-- ASSIGNED TASK --
Continue the piece on ADHD in Latinx communities, starting after its last sentence.

-- TEXT PROVIDED --
▼

As research catches up on BIPOC communities and mental health, the number of Latinx individuals seeking an ADHD diagnosis is growing. This trend also applies to seeking mental health help more broadly.
But, as history shows, Latinx communities have a long way to go in chipping away at the cultural foundations that perpetuate stigma.
Symptoms of ADHD including executive dysfunction, emotional dysregulation, task initiation/follow-through problems, misperception of time, and rejection sensitivity dysphoria, contradict expected Latinx cultural norms. These contradictions create “double pressures” that neurodivergent Latinx individuals face, making the journey to acceptance and healing more difficult.
We’ve created this blog post in collaboration with digital content creator, Latinx ADHD advocate, and founder of Accountable Otters Club Izzie Chea (@izzieandadhd).
We’re exploring the unique barriers and cultural expectations that Latinx individuals with ADHD face, and provide some resources to better navigate them.
Remember! Every person’s journey looks different. The barriers and expectations faced by one individual may be either similar or differ to your own. What matters is that we come together and try to understand each person’s experience.
Latinx communities face several barriers in their ability to access adequate mental healthcare, which include:
Generational trauma, or legacy burden, are feelings, emotions, energies and beliefs that can be traced back several generations and transmitted explicitly or implicitly in families. Trauma is absorbed through historical events like genocide and colonization, stripping individuals of centuries of precolonial traditions and ways of life.
How does it show up in the ADHD experience?
Each individual has a different experience and faces unique pressures. Izzie lays out some common ways that generational trauma can influence the Latinx ADHD experience:
“I struggle with the demands and expectations of a being a Latina mom. The pressure to be everything, look great, be polite, and act like I have my life together is exhausting. Sometimes, I don't want to be all "arreglada" and look decent, no matter who comes to visit. But our elders put this pressure on us, and through their sacrifices to get to this country, we feel guilty for our own struggles. Communicating openly about limits and support needs helps.” - Izzie Chea (@izzieandadhd)
Emotional dysregulation takes center stage in the interactions with family members, giving perceived justification to those who quickly label individuals with ADHD as “locas” (crazy). In Latinx culture, it is more than acceptable to gaslight and write off dysregulated family members as shameful, leading to ostracization and removal from family interaction.

▲

-- GIVEN RECORDS --
▼

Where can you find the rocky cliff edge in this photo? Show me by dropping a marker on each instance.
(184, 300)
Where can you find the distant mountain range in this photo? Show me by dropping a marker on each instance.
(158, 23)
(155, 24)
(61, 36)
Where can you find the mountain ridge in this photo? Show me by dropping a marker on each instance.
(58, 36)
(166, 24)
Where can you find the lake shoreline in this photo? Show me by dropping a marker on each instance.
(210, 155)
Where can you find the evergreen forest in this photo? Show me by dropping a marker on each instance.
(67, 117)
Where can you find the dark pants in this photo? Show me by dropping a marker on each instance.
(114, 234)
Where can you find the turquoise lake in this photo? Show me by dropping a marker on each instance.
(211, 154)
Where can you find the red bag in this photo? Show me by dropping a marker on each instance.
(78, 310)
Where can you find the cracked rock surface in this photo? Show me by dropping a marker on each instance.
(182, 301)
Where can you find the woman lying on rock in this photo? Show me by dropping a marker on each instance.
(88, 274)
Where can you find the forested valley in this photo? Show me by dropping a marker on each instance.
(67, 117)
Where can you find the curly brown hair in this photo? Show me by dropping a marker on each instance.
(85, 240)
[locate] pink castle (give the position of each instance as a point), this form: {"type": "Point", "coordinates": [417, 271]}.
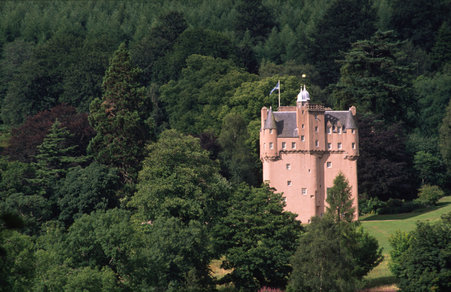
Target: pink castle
{"type": "Point", "coordinates": [303, 148]}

▲

-- RESULT BELOW --
In addition, there is a “chancla” culture that is normalized in Latinx households. “Chancla” refers to the normalized use of violent behavior management/discipline by immigrant or first-gen Latine women/ AFAB, using a sandal or flip flop to hit, beat, or hurt children. In the case of the neurodivergent child, the “chancla” can induce fear and feelings of learned helplessness and hopelessness.
“Marianismo” emphasizes the role of women/AFAB (assigned female at birth) as family- and home-centered. This stereotype characterizes the womxn to be passive, self-sacrificing and to be chastite (Gil & Velazquez, 1996; Niemann, 2004).
A “marianista” orientation depicts women/AFAB in nurturing roles and prescribes respect for patriarchal values. Any deviation from this norm can put pressure on the female-identifying Latine to perpetuate unhealthy gender expectations, including not seeking out help for mental health.
In addition, ADHD daughter/AFAB is expected to cook, clean, learn how to run a household, and take on responsibilities well beyond her age and ability. If any struggles arise during these formative years, ADHD daughters/AFAB are called "chillona (crybaby), floja (lazy), desarreglada (messy), ingrata (ungrateful), and malcriada (bad-mannered).”
“Machismo” is a construct of beliefs, expectations values, and attitudes about masculinity, or what it means to be a man/male. These include dominance, aggression, sexism, sexual prowess, and reserved emotions (other than anger), and are representative of the patriarchal system.
In Latinx culture, a man should be a caballero, where he embodies the characteristics of the male gender role such as chivalry, bravery, and family provider attributes. The appearance of weakness is a direct threat to machismo, and can cause pressure to pile up on the male- identifying/AMAB (assigned male at birth) ADHD Latine, giving rise to mental health suffering in silence.
If a Latine male/AMAB experiences misperception of time, rejection sensitivity dysphoria, or impulsivity, they face heavy criticism. They may be reprimanded at work for being late, not following through on projects and ruminating of negative thoughts leading to emotional outbursts rooted in embarrassment and pain of rejection.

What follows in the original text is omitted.